___ TEXT EXCERPT ___

Corno Bussola (French: Mont de Boussolaz) is a 3,023 metres high peak on the Italian side of the Pennine Alps.

Toponymy 

In Italian corno means horn, a term which often appears in toponymy with the meaning of peak, summit.  Bussola means compass, but the original name of the mountain in the Valdôtain dialect has no relations with the compass, and its pronunciation is different too (not bùssola as in Italian but bussòla).

The French toponym shows a typical phonetical phenomenon in the French-speaking Alps, that is to say the mute final 'z'.

Geography 
Corno Bussola is located in the Ayas valley and is the main elevation of the ridge dividing two small valleys tributaries of the Évançon: Mascognaz valley (north) and Conca di Palasinaz or Combe de Palasinaz. The lowest point of the ridge, which connects Corno Bussola to the neighbouring Corno Vitello (or Chalberhòre in Walser German), is the Palasinaz Pass (2,688 m). Administratively the mountain belongs to the comunes of Ayas and Brusson.

___ DATA SHOWN ___

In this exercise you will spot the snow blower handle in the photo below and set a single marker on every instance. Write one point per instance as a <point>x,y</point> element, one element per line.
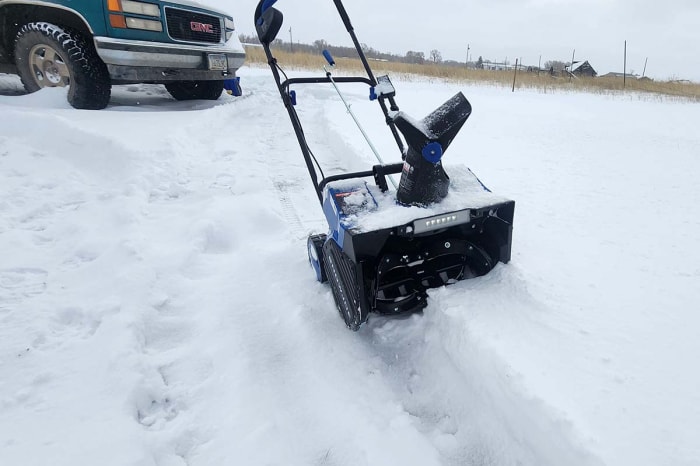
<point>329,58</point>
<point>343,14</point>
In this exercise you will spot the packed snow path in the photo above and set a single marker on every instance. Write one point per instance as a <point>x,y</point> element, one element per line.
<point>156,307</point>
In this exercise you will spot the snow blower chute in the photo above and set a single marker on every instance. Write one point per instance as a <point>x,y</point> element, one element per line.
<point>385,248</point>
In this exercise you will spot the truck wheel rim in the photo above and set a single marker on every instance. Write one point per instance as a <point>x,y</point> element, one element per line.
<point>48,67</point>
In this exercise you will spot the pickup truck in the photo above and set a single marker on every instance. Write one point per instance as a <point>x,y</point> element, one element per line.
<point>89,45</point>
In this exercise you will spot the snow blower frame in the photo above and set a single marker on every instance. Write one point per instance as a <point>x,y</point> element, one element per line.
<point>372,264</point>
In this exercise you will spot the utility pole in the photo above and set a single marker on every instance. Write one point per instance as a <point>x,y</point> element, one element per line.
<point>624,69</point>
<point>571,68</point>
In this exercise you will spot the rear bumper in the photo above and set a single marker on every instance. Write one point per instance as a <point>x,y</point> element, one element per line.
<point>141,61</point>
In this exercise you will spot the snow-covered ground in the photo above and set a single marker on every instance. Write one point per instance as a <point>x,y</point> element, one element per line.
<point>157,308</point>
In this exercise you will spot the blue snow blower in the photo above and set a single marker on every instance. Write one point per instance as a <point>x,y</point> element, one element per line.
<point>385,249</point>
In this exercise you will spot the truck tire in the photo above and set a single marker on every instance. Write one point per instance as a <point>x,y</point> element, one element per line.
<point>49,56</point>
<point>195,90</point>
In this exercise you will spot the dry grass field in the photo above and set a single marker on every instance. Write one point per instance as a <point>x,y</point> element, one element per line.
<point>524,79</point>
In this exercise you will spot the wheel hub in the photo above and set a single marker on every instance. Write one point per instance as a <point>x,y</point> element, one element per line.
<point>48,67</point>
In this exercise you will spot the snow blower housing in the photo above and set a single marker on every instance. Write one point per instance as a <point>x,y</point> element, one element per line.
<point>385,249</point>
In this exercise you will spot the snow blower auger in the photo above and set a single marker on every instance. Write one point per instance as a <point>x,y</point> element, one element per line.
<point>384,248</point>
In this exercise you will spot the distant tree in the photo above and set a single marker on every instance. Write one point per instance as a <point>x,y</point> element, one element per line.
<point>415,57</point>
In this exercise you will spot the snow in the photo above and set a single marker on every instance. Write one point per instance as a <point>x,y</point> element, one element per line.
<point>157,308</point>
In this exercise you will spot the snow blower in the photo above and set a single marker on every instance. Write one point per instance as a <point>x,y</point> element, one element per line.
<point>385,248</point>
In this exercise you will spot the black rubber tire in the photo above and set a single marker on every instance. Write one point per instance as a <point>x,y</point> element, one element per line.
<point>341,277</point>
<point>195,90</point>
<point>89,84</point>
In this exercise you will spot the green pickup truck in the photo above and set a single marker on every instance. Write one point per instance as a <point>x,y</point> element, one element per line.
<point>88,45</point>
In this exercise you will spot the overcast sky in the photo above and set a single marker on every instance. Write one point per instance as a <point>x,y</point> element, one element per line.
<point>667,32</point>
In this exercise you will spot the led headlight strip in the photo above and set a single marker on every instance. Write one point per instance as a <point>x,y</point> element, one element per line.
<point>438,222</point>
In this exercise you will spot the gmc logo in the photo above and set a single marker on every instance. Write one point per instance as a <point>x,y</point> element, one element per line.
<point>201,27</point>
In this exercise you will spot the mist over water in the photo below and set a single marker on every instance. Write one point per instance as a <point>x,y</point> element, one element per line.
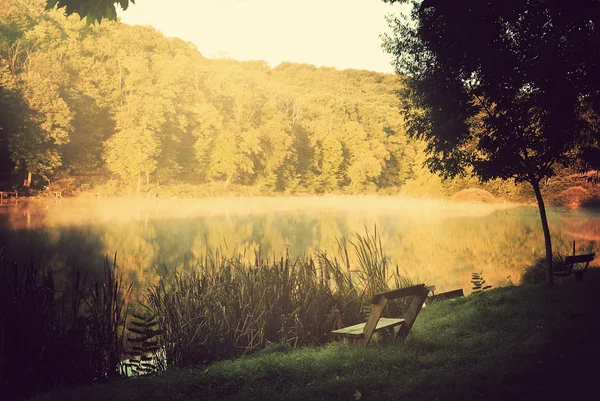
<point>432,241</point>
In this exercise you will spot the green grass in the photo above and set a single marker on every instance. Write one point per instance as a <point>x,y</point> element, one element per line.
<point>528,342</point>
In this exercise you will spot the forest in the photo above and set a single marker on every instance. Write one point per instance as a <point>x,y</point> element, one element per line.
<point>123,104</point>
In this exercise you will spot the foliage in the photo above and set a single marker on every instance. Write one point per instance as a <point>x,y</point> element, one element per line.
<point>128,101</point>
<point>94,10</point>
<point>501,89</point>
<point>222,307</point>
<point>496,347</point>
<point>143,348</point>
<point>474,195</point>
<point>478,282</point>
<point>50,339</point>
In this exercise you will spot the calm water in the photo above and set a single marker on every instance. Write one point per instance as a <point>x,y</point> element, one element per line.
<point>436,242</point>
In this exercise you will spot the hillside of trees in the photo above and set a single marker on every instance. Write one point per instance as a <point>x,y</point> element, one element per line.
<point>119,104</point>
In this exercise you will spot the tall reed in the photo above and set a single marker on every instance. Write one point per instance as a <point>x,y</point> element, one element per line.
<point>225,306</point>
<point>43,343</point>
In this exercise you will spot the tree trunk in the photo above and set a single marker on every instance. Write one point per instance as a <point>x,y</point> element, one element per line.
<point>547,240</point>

___

PROBLEM STATEMENT: Write the next part of the article on Corno Bussola, picking up right after its final sentence. This data has no connection to the article on Corno Bussola.

SOLVED EXERCISE:
Just below the Corno Bussola there is the natural environment of the Palasinaz Lakes.

SOIUSA classification 
According to SOIUSA (International Standardized Mountain Subdivision of the Alps) the mountain can be classified in the following way:
 main part = Western Alps
 major sector = North Western Alps
 section = Pennine Alps
 subsection = Monte Rosa Alps
 supergroup = Costiera Testa Grigia-Frudiera
 group = Costiera della Testa Grigia
 code = I/B-9.III-B.5.a

Access to the summit 

The summit can be accessed starting from the Arp Hut and following a waymarked foothpath which flanks some lakes (Palasinaz lake) and then reaches a pass at 2,805 m (Colletto Bussola or Petit col de Boussolaz), and then leads to the summit climbing its southern flanks. The route requires some hiking experience
From the top of the mountain, where stands a high metallic summit cross, one can enjoy a broad panoramic view encompassing some oth the highest mountains of Western Alps such as Breithorn, Castor, Pollux, Liskamm, Dufourspitze, Testa Grigia, Matterhorn, Corno Bianco and, in the distance, Monviso, Gran Paradiso, Mont Blanc and Grand Combin.

Mountain huts 
 Rifugio Arp (2,446 m).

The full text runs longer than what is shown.